[Records to process]

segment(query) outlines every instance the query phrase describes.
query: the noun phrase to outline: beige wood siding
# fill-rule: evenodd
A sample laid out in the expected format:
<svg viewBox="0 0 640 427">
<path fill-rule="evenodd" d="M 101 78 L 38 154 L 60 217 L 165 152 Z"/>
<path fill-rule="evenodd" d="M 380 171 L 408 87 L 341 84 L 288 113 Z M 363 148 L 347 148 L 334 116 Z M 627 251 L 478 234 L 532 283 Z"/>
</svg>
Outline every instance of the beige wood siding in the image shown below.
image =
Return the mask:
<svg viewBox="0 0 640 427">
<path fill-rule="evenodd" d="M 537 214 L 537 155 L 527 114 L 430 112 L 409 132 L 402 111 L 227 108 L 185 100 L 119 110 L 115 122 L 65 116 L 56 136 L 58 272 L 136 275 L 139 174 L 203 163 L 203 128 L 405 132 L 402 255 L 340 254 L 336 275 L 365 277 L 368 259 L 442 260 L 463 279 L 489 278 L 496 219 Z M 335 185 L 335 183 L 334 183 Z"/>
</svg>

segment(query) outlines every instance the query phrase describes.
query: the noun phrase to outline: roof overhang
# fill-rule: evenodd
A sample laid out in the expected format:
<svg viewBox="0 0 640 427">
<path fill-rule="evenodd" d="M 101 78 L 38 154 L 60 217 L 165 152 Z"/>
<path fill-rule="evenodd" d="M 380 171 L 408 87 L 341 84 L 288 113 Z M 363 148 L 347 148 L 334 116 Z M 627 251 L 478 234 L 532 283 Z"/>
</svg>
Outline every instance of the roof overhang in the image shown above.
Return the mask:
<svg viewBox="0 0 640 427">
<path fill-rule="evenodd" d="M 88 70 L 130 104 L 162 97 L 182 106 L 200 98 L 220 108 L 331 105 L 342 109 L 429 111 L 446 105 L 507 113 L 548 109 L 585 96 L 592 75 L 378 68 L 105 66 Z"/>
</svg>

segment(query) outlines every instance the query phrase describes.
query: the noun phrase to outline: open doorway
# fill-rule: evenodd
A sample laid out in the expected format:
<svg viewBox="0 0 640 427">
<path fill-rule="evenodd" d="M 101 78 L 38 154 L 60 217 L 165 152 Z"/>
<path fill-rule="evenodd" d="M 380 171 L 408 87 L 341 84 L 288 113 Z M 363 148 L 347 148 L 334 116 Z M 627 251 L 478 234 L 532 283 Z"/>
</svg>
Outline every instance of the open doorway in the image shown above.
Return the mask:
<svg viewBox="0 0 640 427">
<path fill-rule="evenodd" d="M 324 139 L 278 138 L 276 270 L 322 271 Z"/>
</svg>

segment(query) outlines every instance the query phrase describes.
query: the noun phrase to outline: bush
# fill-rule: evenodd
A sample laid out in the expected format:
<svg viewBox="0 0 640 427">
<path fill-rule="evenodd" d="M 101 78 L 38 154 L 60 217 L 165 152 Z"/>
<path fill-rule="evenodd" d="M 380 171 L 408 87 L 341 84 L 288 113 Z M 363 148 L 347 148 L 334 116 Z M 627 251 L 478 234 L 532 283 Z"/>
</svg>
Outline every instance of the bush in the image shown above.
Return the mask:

[/Records to process]

### The problem
Read each line of the data and count the ones that include "bush", answering with the number alone.

### Solution
2